= Beginning of Section =

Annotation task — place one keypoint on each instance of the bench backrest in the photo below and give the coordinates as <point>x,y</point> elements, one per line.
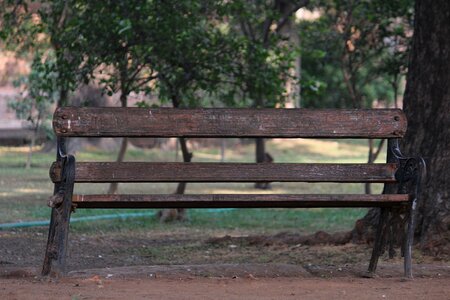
<point>282,123</point>
<point>167,122</point>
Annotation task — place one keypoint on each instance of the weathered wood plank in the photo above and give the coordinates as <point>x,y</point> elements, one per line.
<point>227,172</point>
<point>237,200</point>
<point>287,123</point>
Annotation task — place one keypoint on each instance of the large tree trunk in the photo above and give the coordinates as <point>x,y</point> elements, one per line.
<point>427,106</point>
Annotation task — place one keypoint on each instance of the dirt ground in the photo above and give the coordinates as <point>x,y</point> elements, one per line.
<point>189,265</point>
<point>227,282</point>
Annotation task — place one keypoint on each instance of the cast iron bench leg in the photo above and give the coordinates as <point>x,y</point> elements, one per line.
<point>410,238</point>
<point>379,239</point>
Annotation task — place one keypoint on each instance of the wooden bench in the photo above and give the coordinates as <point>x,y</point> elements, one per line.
<point>401,175</point>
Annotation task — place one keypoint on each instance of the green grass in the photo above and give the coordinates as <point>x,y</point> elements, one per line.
<point>24,193</point>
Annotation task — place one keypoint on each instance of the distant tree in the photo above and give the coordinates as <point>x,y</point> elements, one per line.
<point>267,57</point>
<point>354,54</point>
<point>38,93</point>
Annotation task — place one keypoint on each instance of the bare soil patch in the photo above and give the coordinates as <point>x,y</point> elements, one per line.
<point>187,264</point>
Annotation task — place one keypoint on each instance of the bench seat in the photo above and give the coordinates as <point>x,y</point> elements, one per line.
<point>238,200</point>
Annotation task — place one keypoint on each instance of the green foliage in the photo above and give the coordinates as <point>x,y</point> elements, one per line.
<point>354,53</point>
<point>38,93</point>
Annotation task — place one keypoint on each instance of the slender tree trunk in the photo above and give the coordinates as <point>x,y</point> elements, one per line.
<point>371,159</point>
<point>260,153</point>
<point>427,106</point>
<point>30,150</point>
<point>179,214</point>
<point>114,186</point>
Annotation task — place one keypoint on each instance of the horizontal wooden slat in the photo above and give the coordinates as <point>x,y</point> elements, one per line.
<point>226,172</point>
<point>237,200</point>
<point>169,122</point>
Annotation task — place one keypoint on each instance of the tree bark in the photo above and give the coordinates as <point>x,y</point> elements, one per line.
<point>427,106</point>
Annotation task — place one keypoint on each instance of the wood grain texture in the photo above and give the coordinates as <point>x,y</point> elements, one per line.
<point>227,172</point>
<point>237,200</point>
<point>222,122</point>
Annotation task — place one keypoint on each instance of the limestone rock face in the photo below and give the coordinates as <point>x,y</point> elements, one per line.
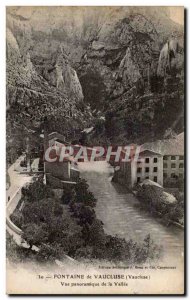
<point>128,70</point>
<point>112,58</point>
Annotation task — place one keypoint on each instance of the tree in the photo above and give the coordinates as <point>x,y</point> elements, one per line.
<point>36,191</point>
<point>83,195</point>
<point>68,194</point>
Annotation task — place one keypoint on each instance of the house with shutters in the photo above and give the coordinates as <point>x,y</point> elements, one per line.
<point>160,161</point>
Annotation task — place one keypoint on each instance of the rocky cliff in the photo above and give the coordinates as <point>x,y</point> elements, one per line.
<point>126,62</point>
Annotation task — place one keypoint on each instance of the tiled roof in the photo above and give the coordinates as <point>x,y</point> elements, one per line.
<point>174,146</point>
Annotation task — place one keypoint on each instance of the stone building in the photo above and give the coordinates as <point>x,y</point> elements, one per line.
<point>161,161</point>
<point>58,172</point>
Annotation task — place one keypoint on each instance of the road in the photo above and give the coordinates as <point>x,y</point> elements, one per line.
<point>119,211</point>
<point>17,181</point>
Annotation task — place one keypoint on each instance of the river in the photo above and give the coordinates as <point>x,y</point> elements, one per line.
<point>118,209</point>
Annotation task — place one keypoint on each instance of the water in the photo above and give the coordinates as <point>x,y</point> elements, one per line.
<point>119,211</point>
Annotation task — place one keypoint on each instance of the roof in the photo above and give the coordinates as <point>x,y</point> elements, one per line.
<point>150,182</point>
<point>174,146</point>
<point>168,198</point>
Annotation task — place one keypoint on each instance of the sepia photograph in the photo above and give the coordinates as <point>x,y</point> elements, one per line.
<point>95,150</point>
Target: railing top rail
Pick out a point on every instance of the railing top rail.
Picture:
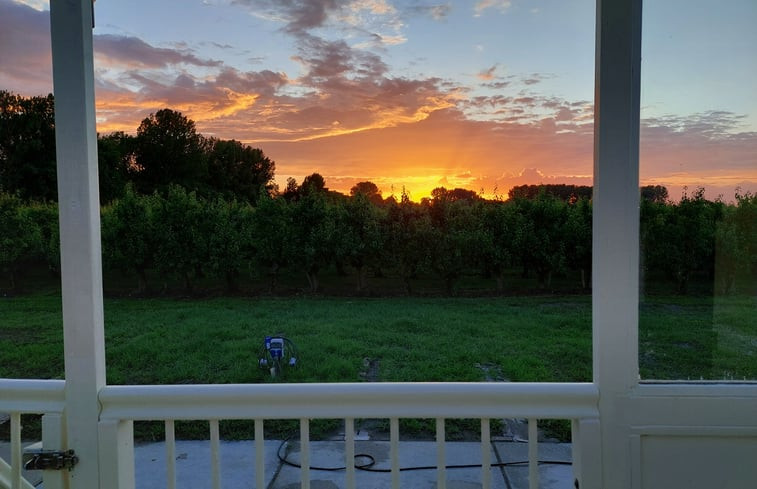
(380, 400)
(32, 396)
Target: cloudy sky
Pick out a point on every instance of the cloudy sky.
(482, 94)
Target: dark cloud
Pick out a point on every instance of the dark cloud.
(487, 74)
(326, 59)
(299, 16)
(435, 11)
(134, 52)
(25, 59)
(499, 85)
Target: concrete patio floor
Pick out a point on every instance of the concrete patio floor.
(238, 465)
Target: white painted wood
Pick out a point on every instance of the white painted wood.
(32, 396)
(215, 454)
(587, 453)
(54, 438)
(116, 458)
(79, 207)
(5, 477)
(533, 454)
(616, 226)
(632, 413)
(16, 450)
(259, 454)
(441, 459)
(305, 453)
(394, 451)
(170, 454)
(349, 452)
(358, 400)
(486, 454)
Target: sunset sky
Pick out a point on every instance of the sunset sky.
(481, 94)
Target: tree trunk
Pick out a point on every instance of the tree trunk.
(232, 285)
(141, 280)
(408, 287)
(312, 276)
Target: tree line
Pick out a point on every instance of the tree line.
(188, 239)
(166, 150)
(180, 205)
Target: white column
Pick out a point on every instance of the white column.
(616, 227)
(78, 197)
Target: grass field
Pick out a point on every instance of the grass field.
(529, 338)
(218, 340)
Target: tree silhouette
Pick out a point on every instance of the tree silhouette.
(168, 151)
(27, 146)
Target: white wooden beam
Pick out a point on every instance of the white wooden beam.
(616, 227)
(78, 197)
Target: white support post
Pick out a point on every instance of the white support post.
(616, 226)
(54, 438)
(587, 453)
(116, 454)
(78, 197)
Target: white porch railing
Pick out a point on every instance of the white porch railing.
(122, 405)
(19, 397)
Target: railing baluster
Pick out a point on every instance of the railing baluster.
(259, 455)
(15, 450)
(170, 454)
(215, 458)
(441, 459)
(394, 451)
(349, 451)
(486, 454)
(305, 453)
(533, 454)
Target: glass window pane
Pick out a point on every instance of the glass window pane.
(698, 169)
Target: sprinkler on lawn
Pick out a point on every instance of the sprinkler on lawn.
(277, 352)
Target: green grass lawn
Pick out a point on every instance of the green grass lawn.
(169, 341)
(408, 339)
(165, 341)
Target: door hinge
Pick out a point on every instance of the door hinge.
(50, 460)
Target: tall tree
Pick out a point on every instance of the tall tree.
(27, 146)
(115, 158)
(169, 151)
(239, 171)
(370, 190)
(19, 236)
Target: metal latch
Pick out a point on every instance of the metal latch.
(49, 460)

= End of Section =

Task to carry out:
When you print the records above, keep them exact and leave out the pictures.

Problem solution:
Annotation task — place one keypoint on each instance of the bench backrest in the photo below and give the coordinates as <point>x,y</point> elements, one per line.
<point>282,123</point>
<point>167,122</point>
Annotation task — place one keypoint on each instance of the weathered wood plank in the photo above and give the coordinates as <point>x,y</point> elements, one per line.
<point>227,172</point>
<point>237,200</point>
<point>287,123</point>
Annotation task — place one keypoint on each instance of the large tree trunk in the photo above and give the coordinates as <point>x,y</point> elements, one per line.
<point>427,106</point>
Annotation task — place one keypoint on each instance of the dirt ground in the photo above and give the coordinates as <point>x,y</point> elements, one per line.
<point>189,265</point>
<point>227,282</point>
Annotation task — place one keypoint on each instance of the cast iron bench leg in the photo above and give the coordinates as <point>x,y</point> elements, one per line.
<point>410,238</point>
<point>379,239</point>
Annotation task — place one keypoint on each instance of the wooden bench in the photo above and give the coordinates as <point>x,y</point> elements, one per line.
<point>401,175</point>
Annotation task — place one keypoint on each instance of the green grass in the photo above and give the coordinates as <point>x,y</point> elements, one per line.
<point>24,193</point>
Annotation task — place one keypoint on each instance of the distant tree in the photo above and give the coordinates as <point>x,y</point> elements, one per line.
<point>267,57</point>
<point>354,54</point>
<point>38,93</point>
Annotation task — place one keypoint on each instance of the bare soil patch in the photo above and give the coordinates as <point>x,y</point> elements, one per line.
<point>187,264</point>
Annotation task — place one keypoint on each instance of the bench seat in the photo above and give the coordinates as <point>x,y</point> elements, one per line.
<point>238,200</point>
Annotation task — place one keypoint on each instance of the green foliage in the photo above and give the coordinates as <point>x,y</point> elements, one per line.
<point>354,53</point>
<point>38,93</point>
Annotation task — place one keypoint on each instance of the slender tree trunk in the photo above and give the coordinates as <point>x,y</point> elements, one per line.
<point>371,159</point>
<point>260,153</point>
<point>427,106</point>
<point>30,150</point>
<point>179,214</point>
<point>114,186</point>
Annotation task — place one keypoint on each instance of the horizontal wooden slat in the photo above and give the coordinates as <point>x,y</point> elements, one per line.
<point>226,172</point>
<point>237,200</point>
<point>169,122</point>
Annotation task — place one keypoint on each instance of the tree bark in the photo above and give the coordinates as <point>x,y</point> elements, one per line.
<point>427,106</point>
Annotation task — place one keypoint on each instance of the wood grain texture in the photo above and give the coordinates as <point>x,y</point> elements, one per line.
<point>227,172</point>
<point>237,200</point>
<point>222,122</point>
Annotation task — place one keypoint on each instance of the limestone rock face in the photo below and give the coordinates as <point>x,y</point> elements, one per line.
<point>128,70</point>
<point>112,58</point>
Annotation task — place one keypoint on each instance of the tree in the photo above and give the coordinates as <point>x,y</point> elements, one per line.
<point>36,191</point>
<point>83,195</point>
<point>68,194</point>
Annotation task — place one keypoint on each instance of the house with shutters in the photo above and give the coordinates as <point>x,y</point> elements, one per line.
<point>160,161</point>
Annotation task — place one keypoint on each instance of the rocky cliff in the photo above and give the coordinates as <point>x,y</point> elements, one per line.
<point>126,62</point>
Annotation task — place one keypoint on each instance of the tiled roof in the photo above and give the coordinates as <point>x,y</point> elements, one per line.
<point>174,146</point>
Annotation task — place one keypoint on each instance of the stone building in the photo above and give the coordinates as <point>x,y</point> elements, one per line.
<point>161,161</point>
<point>58,172</point>
Annotation task — place one keypoint on each instance of the road in the photo above and give the coordinates as <point>x,y</point> elements, one per line.
<point>119,211</point>
<point>17,181</point>
Annotation task — place one keypoint on each instance of the river in the photo above and give the coordinates as <point>x,y</point> elements, one per line.
<point>118,209</point>
Annotation task — place one keypoint on each instance of the water in the photo above and give the coordinates as <point>x,y</point> elements, one per line.
<point>119,211</point>
Annotation task — place one keypoint on each instance of the roof in the photo above and give the coordinates as <point>x,y</point> elements, one per line.
<point>150,182</point>
<point>174,146</point>
<point>168,198</point>
Annotation task — place one keypoint on each instance of the sepia photograph in the photo above and give the coordinates as <point>x,y</point> elements, one per line.
<point>95,150</point>
Target: railing top rail
Pick out a point on every instance of the railing top rail.
Picture:
(380, 400)
(32, 396)
Target: cloudy sky
Pick out a point on every instance of the cloudy sky.
(482, 94)
Target: dark cloud
Pick out a point on every instance of the dark cloud.
(487, 74)
(326, 59)
(299, 16)
(435, 11)
(134, 52)
(25, 59)
(499, 85)
Target: concrete patio floor
Pick out a point on every instance of the concrete patio floor.
(238, 465)
Target: white painted wood
Pick out a point on every instance of the white painted wood.
(32, 396)
(215, 454)
(587, 453)
(54, 438)
(116, 458)
(79, 207)
(5, 477)
(533, 454)
(616, 226)
(632, 413)
(16, 450)
(259, 454)
(441, 459)
(305, 453)
(394, 451)
(170, 454)
(349, 452)
(358, 400)
(486, 454)
Target: sunset sky
Pick out a point on every instance of the sunset sky.
(481, 94)
Target: tree trunk
Pick out a point on every instance of the tree trunk.
(232, 285)
(141, 280)
(408, 287)
(312, 276)
Target: tree line
Pick out a point on every instance of the tree line.
(188, 239)
(166, 150)
(180, 205)
Target: white column
Pick out a point on every instance of the white column.
(616, 227)
(78, 197)
Target: grass field
Pick out a point on every instance of the grass field.
(529, 338)
(218, 340)
Target: tree silhouette
Pick out a point on every instance of the tree silhouette.
(168, 151)
(27, 146)
Target: white wooden beam
Pick out a point on every instance of the white wooden beam.
(616, 227)
(78, 197)
Target: white support post
Pick out a point on every instance of the white support post.
(616, 226)
(54, 438)
(587, 453)
(116, 454)
(78, 197)
Target: white porch railing
Pick out a point on every instance of the white porch railing.
(122, 405)
(19, 397)
Target: railing baluster
Pick out a point on every instance of the railing baluster.
(259, 455)
(15, 450)
(170, 454)
(215, 458)
(441, 459)
(394, 451)
(349, 451)
(486, 454)
(305, 453)
(533, 454)
Target: glass window pane
Pick out a point on every instance of the glass window pane.
(698, 169)
Target: sprinkler on lawn
Pick out a point on every instance of the sprinkler on lawn.
(277, 352)
Target: green grass lawn
Pick out a point on every instance of the green grass lawn.
(169, 341)
(408, 339)
(165, 341)
Target: door hinge
Pick out a point on every instance of the door hinge.
(50, 460)
Target: tall tree
Pick out a point on every instance of the tall tree.
(27, 146)
(115, 158)
(169, 151)
(239, 171)
(370, 190)
(19, 236)
Target: metal latch
Pick out a point on every instance of the metal latch.
(49, 460)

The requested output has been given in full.